Brief -
Answer these questions from the passage about Ellen MacCarthy below, one line each:
(a) At what time and on what date did the policeman see Ellen in St Paul's Churchyard?
(b) What did the policeman take from Ellen after she first came back?
(c) What was Ellen selling violets from when she returned within the hour?

Source passage -
************

Poor Ellen MacCarthy. All she wanted to do was sell a few flowers to the visitors around St Paul’s but she fell foul of the City’s restrictions on street vendors. As a result she was arrested, had her violets taken off her, and she ended up in front of the alderman magistrate at Guildhall.
Giving evidence against her PC 371 (City) stated that he had seen Ellen ‘annoying and stopping’ passers-by in St Paul’s Churchyard at 7 in the evening on Saturday 26 October 1850. He said there had been ‘repeated complaints’ from local inhabitants about flower sellers and so he told Ellen to move along.
Although she initially obeyed his instruction she was soon back again, selling violets to anyone who would buy them – just like a Eliza Doolittle in My Fair Lady does at Covent Garden. The copper confiscated her basket and sent her away again.
Ellen was not to be deterred however: within the hour she was back with a new stock of violets, although this time she was selling them from a saucepan as the policeman had withheld her basket. Presumably infuriated the policeman now arrested her and took her back to the station. She was later bailed out, but without her stock.

************

Stored data -
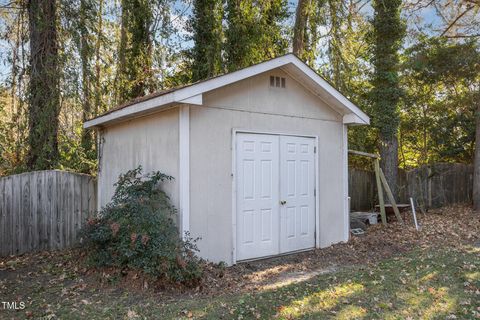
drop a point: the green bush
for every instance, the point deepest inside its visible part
(136, 230)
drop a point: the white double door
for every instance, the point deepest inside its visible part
(275, 187)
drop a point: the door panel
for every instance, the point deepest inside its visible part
(297, 185)
(257, 167)
(270, 170)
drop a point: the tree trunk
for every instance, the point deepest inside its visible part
(476, 164)
(85, 57)
(389, 162)
(301, 18)
(44, 97)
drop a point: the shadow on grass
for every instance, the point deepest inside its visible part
(422, 284)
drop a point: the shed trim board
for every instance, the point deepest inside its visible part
(184, 168)
(346, 209)
(192, 94)
(235, 133)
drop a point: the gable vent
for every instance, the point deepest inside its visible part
(278, 82)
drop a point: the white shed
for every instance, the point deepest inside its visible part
(259, 158)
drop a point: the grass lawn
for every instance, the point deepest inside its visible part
(429, 283)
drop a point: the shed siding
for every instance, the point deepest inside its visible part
(150, 141)
(252, 105)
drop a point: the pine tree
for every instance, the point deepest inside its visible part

************

Complete response -
(a) At 7 in the evening on Saturday 26 October 1850.
(b) Her basket.
(c) A saucepan.